:: Ausgangstext ::
━━━━━━━━━━━━━━━━

# JOIN und wohin damit?



## spike (13. Apr 2005)

Hallo bin gerad dabei 2 Tabellen mit Join zuverknüpfen allerdings kann ich in meiner mysql version noch keine views erstellen zumindest hab ich das gelesen. Wo aber kann ich die verknüpften Tabellen abspeichern kann ich das in eine neue Tabelle packen oder welchhe möglichkeiten gibt es dafür?


----------



## Bleiglanz (13. Apr 2005)

SELECT INTO?

TEMPORARY?

was willstn?


----------



## spike (13. Apr 2005)

ja hab das mittlerweile hinbekommen mal ne andere frage ich habe eine tabelle kunden und eine tabelle ort  dazwischen hängt eine detail tabelle nun will ich das mit join verknüpfen muss ich da die kunden tabelle mit der detail und die ort tabelle mit der detail tabelle verknüpfen?....denk schon oder?


----------



## AlArenal (13. Apr 2005)

Eigentlich ist dies ein JDBC-Forum, kein SQL-Forum


----------



## spike (13. Apr 2005)

ja is ja richtig


----------



## spike (13. Apr 2005)

so hat sich erledigt wer lesen kann ist klar im vorteil


----------

━━━━━━━━━━━━━━━━

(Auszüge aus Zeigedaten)
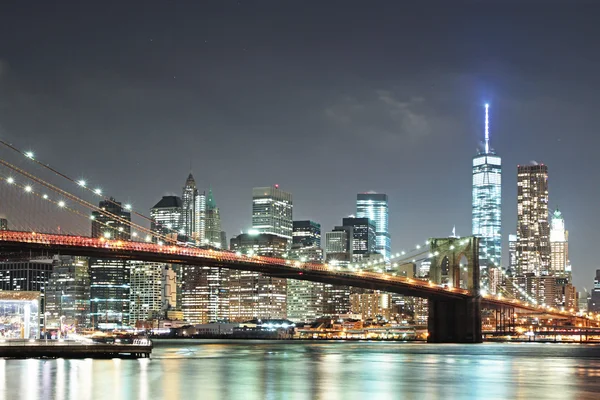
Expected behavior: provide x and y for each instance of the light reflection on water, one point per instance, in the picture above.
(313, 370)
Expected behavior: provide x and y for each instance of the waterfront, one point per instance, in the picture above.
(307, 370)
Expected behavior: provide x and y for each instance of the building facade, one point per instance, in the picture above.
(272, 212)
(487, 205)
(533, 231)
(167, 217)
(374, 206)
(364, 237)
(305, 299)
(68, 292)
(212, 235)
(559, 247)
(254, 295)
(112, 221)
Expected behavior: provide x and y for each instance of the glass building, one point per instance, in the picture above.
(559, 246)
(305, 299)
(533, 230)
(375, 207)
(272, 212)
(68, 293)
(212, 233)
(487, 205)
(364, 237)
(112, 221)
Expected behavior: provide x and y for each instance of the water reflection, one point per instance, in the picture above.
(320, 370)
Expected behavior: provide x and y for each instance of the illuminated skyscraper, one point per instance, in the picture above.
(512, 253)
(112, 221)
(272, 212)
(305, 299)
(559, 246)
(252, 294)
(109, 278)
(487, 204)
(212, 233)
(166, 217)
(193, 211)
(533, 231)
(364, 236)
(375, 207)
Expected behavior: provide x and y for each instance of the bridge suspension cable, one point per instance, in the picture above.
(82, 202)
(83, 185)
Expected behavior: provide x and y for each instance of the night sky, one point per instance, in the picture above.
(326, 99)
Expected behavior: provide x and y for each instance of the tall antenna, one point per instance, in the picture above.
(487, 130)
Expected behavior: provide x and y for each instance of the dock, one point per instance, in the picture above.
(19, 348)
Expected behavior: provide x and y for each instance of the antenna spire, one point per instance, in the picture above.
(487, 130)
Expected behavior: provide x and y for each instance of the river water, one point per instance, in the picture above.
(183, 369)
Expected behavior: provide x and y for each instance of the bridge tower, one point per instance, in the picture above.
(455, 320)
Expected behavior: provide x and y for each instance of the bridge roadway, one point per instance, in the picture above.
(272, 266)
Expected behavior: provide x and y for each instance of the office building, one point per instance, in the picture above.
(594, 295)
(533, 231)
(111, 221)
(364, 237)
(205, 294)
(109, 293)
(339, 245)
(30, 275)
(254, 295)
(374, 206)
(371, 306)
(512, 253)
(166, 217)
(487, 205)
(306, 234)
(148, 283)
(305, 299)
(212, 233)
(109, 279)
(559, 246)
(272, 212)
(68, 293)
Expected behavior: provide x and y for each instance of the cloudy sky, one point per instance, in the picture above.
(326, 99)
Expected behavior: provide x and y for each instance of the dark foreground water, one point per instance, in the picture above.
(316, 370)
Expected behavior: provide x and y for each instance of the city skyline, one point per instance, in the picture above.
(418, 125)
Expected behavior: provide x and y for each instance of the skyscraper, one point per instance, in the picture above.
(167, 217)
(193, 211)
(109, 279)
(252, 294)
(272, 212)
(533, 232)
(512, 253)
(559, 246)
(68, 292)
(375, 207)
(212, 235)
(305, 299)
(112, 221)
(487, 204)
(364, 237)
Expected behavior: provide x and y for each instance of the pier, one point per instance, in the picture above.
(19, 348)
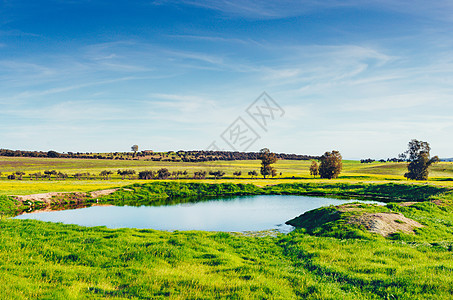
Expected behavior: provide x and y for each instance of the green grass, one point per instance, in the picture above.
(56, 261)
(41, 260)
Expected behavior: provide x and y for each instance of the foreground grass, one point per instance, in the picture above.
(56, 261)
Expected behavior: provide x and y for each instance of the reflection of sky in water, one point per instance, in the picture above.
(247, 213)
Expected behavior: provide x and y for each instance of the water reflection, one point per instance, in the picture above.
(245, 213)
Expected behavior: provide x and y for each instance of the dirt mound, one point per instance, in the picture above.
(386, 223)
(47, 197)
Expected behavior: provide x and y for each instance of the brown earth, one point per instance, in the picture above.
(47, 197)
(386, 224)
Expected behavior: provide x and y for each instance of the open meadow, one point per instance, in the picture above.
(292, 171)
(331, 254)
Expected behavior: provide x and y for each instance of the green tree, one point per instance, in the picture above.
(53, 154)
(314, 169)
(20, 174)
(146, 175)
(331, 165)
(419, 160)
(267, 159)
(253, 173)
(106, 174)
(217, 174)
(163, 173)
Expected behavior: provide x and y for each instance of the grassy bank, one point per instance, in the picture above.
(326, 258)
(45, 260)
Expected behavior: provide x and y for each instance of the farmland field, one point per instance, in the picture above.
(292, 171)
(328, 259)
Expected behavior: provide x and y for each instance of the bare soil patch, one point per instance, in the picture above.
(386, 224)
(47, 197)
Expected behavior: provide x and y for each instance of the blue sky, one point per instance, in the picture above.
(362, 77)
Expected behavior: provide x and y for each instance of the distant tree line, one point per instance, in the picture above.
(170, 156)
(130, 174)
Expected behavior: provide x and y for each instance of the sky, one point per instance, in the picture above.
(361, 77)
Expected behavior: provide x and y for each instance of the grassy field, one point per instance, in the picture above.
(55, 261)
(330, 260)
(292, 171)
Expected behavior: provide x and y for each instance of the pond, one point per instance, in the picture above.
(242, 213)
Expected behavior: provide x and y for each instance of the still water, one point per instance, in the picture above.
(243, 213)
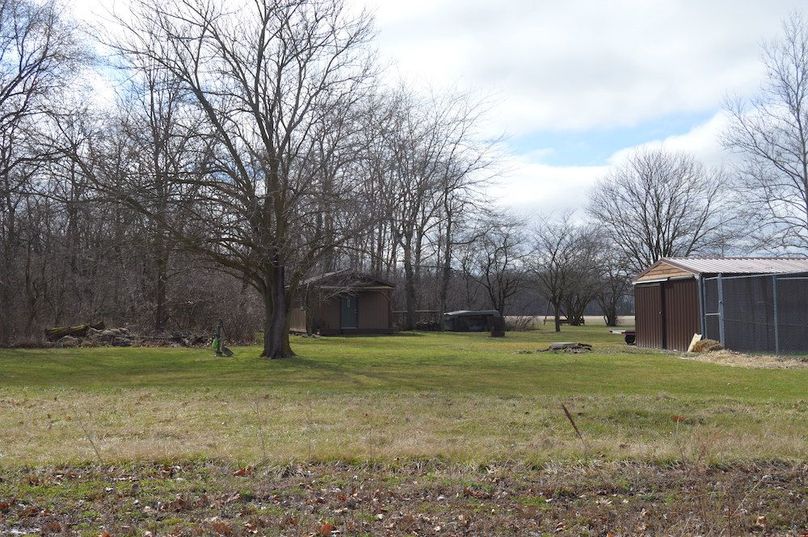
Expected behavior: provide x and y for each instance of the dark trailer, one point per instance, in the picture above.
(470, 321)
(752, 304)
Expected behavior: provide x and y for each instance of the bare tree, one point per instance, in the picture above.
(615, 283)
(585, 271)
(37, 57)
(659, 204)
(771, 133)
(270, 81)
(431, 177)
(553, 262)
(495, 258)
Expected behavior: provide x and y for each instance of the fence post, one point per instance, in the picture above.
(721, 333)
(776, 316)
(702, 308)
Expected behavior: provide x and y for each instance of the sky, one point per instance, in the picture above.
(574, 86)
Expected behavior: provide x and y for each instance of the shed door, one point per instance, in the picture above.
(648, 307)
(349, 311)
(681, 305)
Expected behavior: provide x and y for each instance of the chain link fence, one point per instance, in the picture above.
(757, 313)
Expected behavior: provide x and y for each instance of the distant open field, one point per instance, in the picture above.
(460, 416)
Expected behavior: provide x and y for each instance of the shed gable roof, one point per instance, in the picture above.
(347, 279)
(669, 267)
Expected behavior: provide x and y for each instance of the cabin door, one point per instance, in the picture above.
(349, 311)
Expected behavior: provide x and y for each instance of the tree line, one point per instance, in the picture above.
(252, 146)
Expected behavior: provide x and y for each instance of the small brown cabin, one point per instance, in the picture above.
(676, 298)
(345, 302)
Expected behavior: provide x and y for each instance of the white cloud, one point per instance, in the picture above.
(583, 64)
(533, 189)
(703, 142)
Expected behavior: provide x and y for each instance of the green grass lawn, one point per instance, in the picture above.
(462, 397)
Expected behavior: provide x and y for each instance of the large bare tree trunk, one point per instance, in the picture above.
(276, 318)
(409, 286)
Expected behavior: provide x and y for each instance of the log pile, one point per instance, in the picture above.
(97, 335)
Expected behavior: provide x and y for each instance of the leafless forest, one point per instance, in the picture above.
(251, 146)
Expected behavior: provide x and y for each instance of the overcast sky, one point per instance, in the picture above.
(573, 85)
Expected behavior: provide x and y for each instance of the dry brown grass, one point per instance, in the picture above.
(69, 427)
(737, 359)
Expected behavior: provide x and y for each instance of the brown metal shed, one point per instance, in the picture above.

━━━━━━━━━━━━━━━━

:: Deine Aufgabe ::
Beantworte diese Fragen zum Forenthread über JOIN in MySQL:
(a) Was kann spike in seiner MySQL-Version nach eigener Aussage noch nicht erstellen?
(b) Welche Tabellen nennt spike in seiner zweiten Frage?
(c) Welche Art von Forum ist es laut AlArenal?

:: Ergebnis der Übung ::
(a) Views.
(b) Eine Tabelle kunden, eine Tabelle ort und eine Detailtabelle, die dazwischen hängt.
(c) Ein JDBC-Forum, kein SQL-Forum.